REQUESTS:
[a] In the forum thread on projectile motion with drag, what substitution does the problem suggest as a trick?
[b] From the forum thread on projectile motion with drag, reproduce the text that starts at the words "b) Show that" and stops after "in this equation.".
[c] Continue the forum thread on projectile motion with drag from where it ends.

======== EXCERPTED PASSAGE

1. Jan 27, 2009

Gogsey

For a force F = −mg ± cv^2 (the sign is chosen so the drag force is opposite the motion), you can use a trick: let u = v^2, and generate a differential equation for u(x) (not u(t)!), which is not too hard to solve. (Hint: the chain rule gives this dv/dt=dv/dx * dx/dt should help.)
a) Solve this to show that a projectile thrown vertically upwards from the ground with speed v0 reaches a maximum height y=V(t)^2/2g*(ln(1 + V(o)^2/V(t)^2, where V(t) is the terminal speed.
b) Show that the projectile hits the ground with speed V(f) given by:
V(f)^-2=V(o)^-2 + V(t)^-2

So, part a) is ok, I have that after quite a bit of math, but I'm a little lost on b). When a projectile hits the ground, thats usually at t((y) = 0, but there is not time term in this equation.

2. Jan 28, 2009

CompuChip

So let's call T the time when the projectile hits the ground.
What do you know about the value of y(T)?
The final velocity is V(T) = V(f).
This should give you an equation.

================
======== SUPPLIED ENTRIES

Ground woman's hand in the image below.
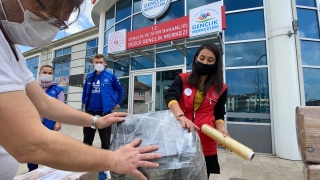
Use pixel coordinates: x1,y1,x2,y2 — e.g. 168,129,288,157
177,116,200,132
215,121,229,149
53,122,61,131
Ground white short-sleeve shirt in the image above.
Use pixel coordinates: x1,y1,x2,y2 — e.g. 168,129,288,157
0,31,35,179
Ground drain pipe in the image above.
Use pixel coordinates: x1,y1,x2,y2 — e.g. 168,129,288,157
291,0,306,106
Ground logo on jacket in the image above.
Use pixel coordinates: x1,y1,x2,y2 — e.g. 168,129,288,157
51,90,56,95
91,80,100,93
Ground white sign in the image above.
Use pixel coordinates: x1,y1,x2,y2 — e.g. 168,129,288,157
189,1,222,37
108,29,127,53
141,0,171,19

================

PER-TASK OUTPUTS:
[a] Let u = v^2 and form a differential equation for u(x).

[b]
b) Show that the projectile hits the ground with speed V(f) given by:
V(f)^-2=V(o)^-2 + V(t)^-2

So, part a) is ok, I have that after quite a bit of math, but I'm a little lost on b). When a projectile hits the ground, thats usually at t((y) = 0, but there is not time term in this equation.

[c]
Also, please check the answer you are supposed to derive... is there really a V(t) in there?

3. Jan 28, 2009

gabbagabbahey

I obtained the desired result, so I suspect that you may have used the wrong sign in front of 'c' during the falling portion of the motion.

4. Jan 28, 2009

gabbagabbahey

I hope you aren't going to all the trouble of actually finding x(t) (or y(t) if that's what you're calling it)!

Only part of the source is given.